§ Exercise
Nothing in the data should be left out, so repeat it all exactly.

§ Record extracts
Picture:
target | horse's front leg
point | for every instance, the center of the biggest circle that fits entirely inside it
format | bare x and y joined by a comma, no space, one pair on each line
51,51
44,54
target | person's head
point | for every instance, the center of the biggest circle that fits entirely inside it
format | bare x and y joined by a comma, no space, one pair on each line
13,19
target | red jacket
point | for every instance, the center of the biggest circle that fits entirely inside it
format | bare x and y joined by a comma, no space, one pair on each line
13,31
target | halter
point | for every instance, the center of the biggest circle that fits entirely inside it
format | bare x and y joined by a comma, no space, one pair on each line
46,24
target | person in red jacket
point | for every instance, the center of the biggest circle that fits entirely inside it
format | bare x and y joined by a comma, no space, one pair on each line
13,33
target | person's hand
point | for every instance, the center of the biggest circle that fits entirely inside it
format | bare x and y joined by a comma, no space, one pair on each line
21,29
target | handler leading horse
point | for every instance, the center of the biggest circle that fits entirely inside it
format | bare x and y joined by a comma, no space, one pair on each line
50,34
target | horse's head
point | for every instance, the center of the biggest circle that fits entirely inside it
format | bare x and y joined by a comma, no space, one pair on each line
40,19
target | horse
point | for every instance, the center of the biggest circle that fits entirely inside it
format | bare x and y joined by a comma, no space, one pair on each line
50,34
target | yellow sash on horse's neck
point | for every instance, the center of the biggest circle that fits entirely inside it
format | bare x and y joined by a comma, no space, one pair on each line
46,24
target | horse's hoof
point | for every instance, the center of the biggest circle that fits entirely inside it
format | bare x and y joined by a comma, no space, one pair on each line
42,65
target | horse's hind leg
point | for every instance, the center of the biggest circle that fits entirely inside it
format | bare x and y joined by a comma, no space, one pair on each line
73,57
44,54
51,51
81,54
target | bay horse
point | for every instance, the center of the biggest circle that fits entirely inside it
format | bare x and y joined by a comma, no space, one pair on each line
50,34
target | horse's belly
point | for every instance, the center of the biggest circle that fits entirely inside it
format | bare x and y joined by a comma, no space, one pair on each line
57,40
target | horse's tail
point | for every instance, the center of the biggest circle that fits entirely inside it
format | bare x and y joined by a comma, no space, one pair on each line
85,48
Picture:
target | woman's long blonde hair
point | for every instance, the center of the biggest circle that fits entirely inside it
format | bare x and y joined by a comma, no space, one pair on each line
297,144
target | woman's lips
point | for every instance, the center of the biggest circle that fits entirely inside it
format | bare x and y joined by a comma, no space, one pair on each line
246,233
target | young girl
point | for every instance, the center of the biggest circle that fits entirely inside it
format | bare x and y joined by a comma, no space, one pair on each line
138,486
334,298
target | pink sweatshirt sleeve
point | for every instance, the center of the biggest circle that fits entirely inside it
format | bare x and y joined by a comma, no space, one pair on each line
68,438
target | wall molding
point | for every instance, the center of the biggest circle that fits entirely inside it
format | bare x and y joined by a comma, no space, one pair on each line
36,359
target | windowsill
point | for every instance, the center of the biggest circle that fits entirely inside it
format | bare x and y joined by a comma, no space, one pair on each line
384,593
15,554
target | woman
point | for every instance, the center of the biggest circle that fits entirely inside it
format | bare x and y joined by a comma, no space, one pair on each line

§ Exercise answer
Picture:
target | horse's front leg
point | for every instance, the center of the biggest circle that fits entirely inside it
format | bare x and y joined by a comma, no space, one pair on each line
51,51
44,54
target | person's head
point | for every instance, the center of the biggest circle that fits entirely inside it
format | bare x and y joined by a comma, no space, one pair on each line
13,19
target | red jacket
point | for every instance, the center of the biggest circle that fits entirely inside it
format | bare x and y joined by a comma, no space, one pair on each line
13,31
target | halter
point | for every instance, the center of the biggest circle that fits entirely inside it
format | bare x and y joined by a comma, no space, one pair on each line
46,24
target | person in red jacket
point | for every instance, the center of the biggest circle that fits entirely inside it
format | bare x and y joined by a comma, no space, one pair on each line
13,33
target | person's hand
point | for every instance, the center of the biggest circle that fits entirely inside it
format | bare x and y joined by a comma, no space, one pair on each line
21,29
target | handler leading horse
point | for every instance, the center of the biggest circle that fits entirely inside it
format | bare x and y joined by a comma, no space, one pair on each line
50,34
target | horse's head
point | for every instance, the center of the biggest circle that fits entirely inside it
format | bare x and y joined by a comma, no space, one pair on each line
40,19
target | horse
point | for every instance, the center of the biggest circle that fits entirely inside it
format | bare x and y joined by a comma, no space, one pair on each line
50,34
target | yellow sash on horse's neck
point | for every instance, the center of the biggest circle that fits entirely inside it
format | bare x and y joined by a comma, no space, one pair on each line
46,24
target | horse's hoof
point | for every instance, the center of the biggest circle that fits entirely inside it
format | bare x and y joined by a comma, no space, one pair on each line
42,65
target | horse's hind leg
point | for every instance, the center of the biggest circle that fits entirely inside it
format | bare x and y joined by a comma, no space, one pair on each line
73,57
44,54
51,51
81,54
target | bay horse
point | for every instance, the center of the biggest circle that fits entirely inside it
format | bare x and y joined by a comma, no space, one pair on each line
50,34
target | horse's belly
point | for every instance, the center of the biggest circle that fits entirely inside it
format | bare x and y joined by a comma, no space, one pair on each line
57,40
target | horse's tail
point | for every instance, the center of the biggest circle that fits entirely inside it
format | bare x and y joined by a comma, no space, one pair on each line
85,48
Picture:
target | woman's long blonde hair
point | for every instance, the center of the biggest circle that fits entirely inside it
format | bare x and y joined by a comma, no space, one pair on each line
297,144
target | woman's lips
point | for every instance, the center of the biggest circle that fits entirely inside it
format | bare x and y joined by a comma, no space, one pair on each line
246,233
target | young girl
point | for every instance, the center of the biggest circle that fits entirely inside it
format | bare x and y joined by a comma, no space, one pair on each line
138,486
334,298
target | pink sweatshirt sleeve
point | for every instance, the center of the biggest circle that fits entirely inside it
format | bare x and y joined by a comma, no space, one pair on each line
68,438
target | wall molding
point | for every instance, the center of the biggest circle that fits entirely inside it
format | bare x and y joined by a comma, no space, one pair on each line
36,359
target | windowsill
point | for every instance, the center of the biggest circle that fits entirely inside it
format | bare x and y joined by a comma, no space, one pair on each line
384,593
15,554
target | woman
point | for every instance, the center of the biggest circle that fits entirely inside it
format | bare x and y joined by a comma, no space, one pair on each line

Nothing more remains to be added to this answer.